§ **GIVEN EXERCISE A**:
Please read the StarPU source file below and state which license it is released under.

§ **DOCUMENT TEXT**:

/* StarPU --- Runtime system for heterogeneous multicore architectures.
 *
 * Copyright (C) 2011  Université de Bordeaux 1
 * Copyright (C) 2011  Centre National de la Recherche Scientifique
 * Copyright (C) 2011  Télécom-SudParis
 *
 * StarPU is free software; you can redistribute it and/or modify
 * it under the terms of the GNU Lesser General Public License as published by
 * the Free Software Foundation; either version 2.1 of the License, or (at
 * your option) any later version.
 *
 * StarPU is distributed in the hope that it will be useful, but
 * WITHOUT ANY WARRANTY; without even the implied warranty of
 * MERCHANTABILITY or FITNESS FOR A PARTICULAR PURPOSE.
 *
 * See the GNU Lesser General Public License in COPYING.LGPL for more details.
 */

#include <config.h>
#include <assert.h>
#include <unistd.h>
#include <stdio.h>
#include <sys/stat.h>
#include <limits.h>

#include <starpu.h>
#include <starpu_perfmodel.h>
#include <starpu_fxt.h>
#include <core/perfmodel/perfmodel.h> // we need to browse the list associated to history-based models

#ifdef __MINGW32__
#include <windows.h>
#endif

#define PROGNAME "starpu_perfmodel_plot"

§ **GIVEN EXERCISE B**:
Pick out every line of the listing below that contains the word "girl". Case counts.

§ **RECORDS SHOWN**:
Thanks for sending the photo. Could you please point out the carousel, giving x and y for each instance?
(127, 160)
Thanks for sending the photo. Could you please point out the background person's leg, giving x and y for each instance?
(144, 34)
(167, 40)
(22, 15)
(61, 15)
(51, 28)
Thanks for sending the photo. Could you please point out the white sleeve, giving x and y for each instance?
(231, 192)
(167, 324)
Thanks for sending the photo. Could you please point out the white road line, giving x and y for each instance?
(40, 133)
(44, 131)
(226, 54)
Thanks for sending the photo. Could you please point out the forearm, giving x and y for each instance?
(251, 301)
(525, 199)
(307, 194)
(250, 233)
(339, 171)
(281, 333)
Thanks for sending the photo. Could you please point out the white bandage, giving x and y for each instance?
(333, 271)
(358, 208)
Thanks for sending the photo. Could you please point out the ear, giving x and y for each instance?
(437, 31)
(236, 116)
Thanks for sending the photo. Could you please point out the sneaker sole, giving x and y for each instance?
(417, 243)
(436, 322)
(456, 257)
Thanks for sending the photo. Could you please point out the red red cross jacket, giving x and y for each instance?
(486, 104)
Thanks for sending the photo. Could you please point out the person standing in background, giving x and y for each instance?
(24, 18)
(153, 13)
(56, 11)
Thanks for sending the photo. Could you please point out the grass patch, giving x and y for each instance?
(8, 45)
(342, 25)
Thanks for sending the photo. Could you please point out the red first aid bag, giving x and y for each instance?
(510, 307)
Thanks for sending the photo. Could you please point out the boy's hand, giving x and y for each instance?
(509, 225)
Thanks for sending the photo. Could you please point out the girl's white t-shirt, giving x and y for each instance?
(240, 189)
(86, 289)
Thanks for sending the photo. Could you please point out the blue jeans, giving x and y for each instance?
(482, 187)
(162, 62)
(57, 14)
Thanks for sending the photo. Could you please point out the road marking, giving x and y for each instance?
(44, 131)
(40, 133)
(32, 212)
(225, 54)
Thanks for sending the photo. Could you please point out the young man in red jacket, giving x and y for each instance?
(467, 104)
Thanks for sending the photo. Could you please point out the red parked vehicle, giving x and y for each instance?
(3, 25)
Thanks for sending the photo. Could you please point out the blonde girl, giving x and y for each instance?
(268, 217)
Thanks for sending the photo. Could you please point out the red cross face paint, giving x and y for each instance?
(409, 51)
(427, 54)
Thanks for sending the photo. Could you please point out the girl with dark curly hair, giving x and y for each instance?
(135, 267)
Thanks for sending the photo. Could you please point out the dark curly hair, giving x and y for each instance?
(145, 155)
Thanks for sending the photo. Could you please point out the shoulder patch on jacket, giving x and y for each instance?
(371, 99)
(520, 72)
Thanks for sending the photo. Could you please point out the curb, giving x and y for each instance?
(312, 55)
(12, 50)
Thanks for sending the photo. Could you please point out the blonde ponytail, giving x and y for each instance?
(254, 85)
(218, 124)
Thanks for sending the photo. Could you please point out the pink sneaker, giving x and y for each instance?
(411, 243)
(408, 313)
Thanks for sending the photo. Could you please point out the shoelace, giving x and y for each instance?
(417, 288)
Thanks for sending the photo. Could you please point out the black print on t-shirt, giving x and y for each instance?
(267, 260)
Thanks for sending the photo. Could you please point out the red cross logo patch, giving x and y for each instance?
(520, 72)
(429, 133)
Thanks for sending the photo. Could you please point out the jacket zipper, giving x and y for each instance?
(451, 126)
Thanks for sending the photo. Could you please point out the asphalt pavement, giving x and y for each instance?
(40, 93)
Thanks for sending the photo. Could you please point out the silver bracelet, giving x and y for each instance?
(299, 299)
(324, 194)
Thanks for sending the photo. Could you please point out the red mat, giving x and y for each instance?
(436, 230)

§ **WORKED ANSWER A**:
The GNU Lesser General Public License, version 2.1 or (at your option) any later version.

§ **WORKED ANSWER B**:
Thanks for sending the photo. Could you please point out the girl's white t-shirt, giving x and y for each instance?
Thanks for sending the photo. Could you please point out the blonde girl, giving x and y for each instance?
Thanks for sending the photo. Could you please point out the girl with dark curly hair, giving x and y for each instance?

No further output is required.